▶ **Stated task a**
Pull out every line of the rows below that contains the string "tree", matching case exactly.

▶ **Document passage**

What VPD means for your cigars (and why your hygrometer is lying about it)

Vapor Pressure Deficit explains why a humidor at 70% RH can still dry your cigars. The science, the math, and the fix.

Roger
By Roger · Curated for The Cabinet
January 15, 2026 | 8 min read

TL;DR. Relative humidity is just a ratio, not an amount. If you see 70% on your hygrometer, it’s not telling you how much water is actually in the air — it’s telling you what percent full the air is for that temperature. Your cigars definitely notice the difference. Vapor Pressure Deficit, or VPD, wraps temperature and humidity into one clear number: how thirsty the air really is.

Picture this: it’s last July, and an enthusiast keeps their small Daniel Marshall humidor running a locked-in 68% RH all month. The hygrometer is spot-on, the Boveda packs are fresh, and they’d just spent an hour sealing up the lid. Still, something goes wrong. A prized Padrón 1964 tries to canoe, and a Connecticut Macanudo — meant as a gift — splits at the cap right when they cut it. Out of frustration, not strategy, they knock the box down to 62% over a weekend. The next Padrón? Burns perfectly even.

What gives? The number on the dial never changed. The cigars sat at 68% all along, but the air in July was a whole different animal than in May. And a dial can’t know the difference.

Turns out, there’s a name for what was really going on: Vapor Pressure Deficit, or VPD. Greenhouse growers and tobacco folks have been using this idea for nearly 100 years. In the cigar world, there’s a homespun version of this wisdom (“don’t trust 70/70 in summer”[4]), but the science behind it rarely gets explained. Let’s fix that.

The hygrometer isn’t lying

“Relative humidity” means exactly what it says — it’s relative. It tells you how much water vapor is in the air, as a percentage of what the air could hold at that temperature[3].

But here’s the bit most people ignore. We talk about “70% RH” like that’s a set amount, as if “70%” means you’re walking around with 70 grams of water in the air. Nope. The air at 25°C (77°F) can hold way more water than air at 16°C (61°F). So 70% at the higher temp really means you’ve got a lot more water floating around.

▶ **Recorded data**
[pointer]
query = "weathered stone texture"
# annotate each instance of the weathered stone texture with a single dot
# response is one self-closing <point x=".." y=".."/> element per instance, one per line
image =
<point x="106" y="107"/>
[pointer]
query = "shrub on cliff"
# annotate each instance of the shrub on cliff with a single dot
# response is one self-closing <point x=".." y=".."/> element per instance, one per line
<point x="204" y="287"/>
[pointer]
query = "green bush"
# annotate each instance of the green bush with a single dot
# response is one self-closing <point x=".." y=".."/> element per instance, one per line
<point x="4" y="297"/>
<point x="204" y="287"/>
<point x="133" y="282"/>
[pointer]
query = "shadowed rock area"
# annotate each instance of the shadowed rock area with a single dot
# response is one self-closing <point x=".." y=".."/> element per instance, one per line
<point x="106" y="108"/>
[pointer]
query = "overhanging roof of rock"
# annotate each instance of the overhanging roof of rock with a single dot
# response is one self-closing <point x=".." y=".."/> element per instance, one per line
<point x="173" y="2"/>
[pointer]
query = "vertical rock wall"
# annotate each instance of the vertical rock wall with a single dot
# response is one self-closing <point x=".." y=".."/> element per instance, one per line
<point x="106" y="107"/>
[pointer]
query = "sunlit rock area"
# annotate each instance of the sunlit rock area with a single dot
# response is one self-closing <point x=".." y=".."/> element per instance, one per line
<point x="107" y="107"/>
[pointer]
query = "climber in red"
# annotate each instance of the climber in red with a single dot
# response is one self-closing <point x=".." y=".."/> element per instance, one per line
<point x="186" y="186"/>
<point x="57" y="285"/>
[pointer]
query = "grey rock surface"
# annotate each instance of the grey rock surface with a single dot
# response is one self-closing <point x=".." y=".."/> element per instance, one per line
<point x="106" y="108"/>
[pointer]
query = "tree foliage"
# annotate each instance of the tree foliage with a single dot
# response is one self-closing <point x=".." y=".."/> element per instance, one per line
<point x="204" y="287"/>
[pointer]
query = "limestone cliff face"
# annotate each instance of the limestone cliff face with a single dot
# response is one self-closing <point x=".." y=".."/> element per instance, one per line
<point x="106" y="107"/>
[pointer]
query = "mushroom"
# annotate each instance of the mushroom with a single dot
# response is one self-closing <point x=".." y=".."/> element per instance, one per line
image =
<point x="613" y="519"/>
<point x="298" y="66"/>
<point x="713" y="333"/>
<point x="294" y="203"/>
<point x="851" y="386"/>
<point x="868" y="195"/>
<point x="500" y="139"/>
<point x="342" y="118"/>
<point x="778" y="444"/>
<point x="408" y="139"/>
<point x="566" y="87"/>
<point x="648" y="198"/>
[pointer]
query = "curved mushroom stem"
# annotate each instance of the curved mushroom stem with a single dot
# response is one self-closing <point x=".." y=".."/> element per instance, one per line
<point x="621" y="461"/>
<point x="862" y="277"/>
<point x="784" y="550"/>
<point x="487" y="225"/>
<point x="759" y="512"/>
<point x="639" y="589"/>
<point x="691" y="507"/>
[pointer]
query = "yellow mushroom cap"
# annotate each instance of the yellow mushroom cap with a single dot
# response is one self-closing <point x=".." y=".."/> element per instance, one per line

▶ **Stated task b**
Extract the passage of the vapor pressure deficit article above, from "The hygrometer isn’t" up to and including "at that temperature[3].", copying it word for word.

▶ **Exercise solution a**
query = "tree foliage"
# annotate each instance of the tree foliage with a single dot

▶ **Exercise solution b**
The hygrometer isn’t lying

“Relative humidity” means exactly what it says — it’s relative. It tells you how much water vapor is in the air, as a percentage of what the air could hold at that temperature[3].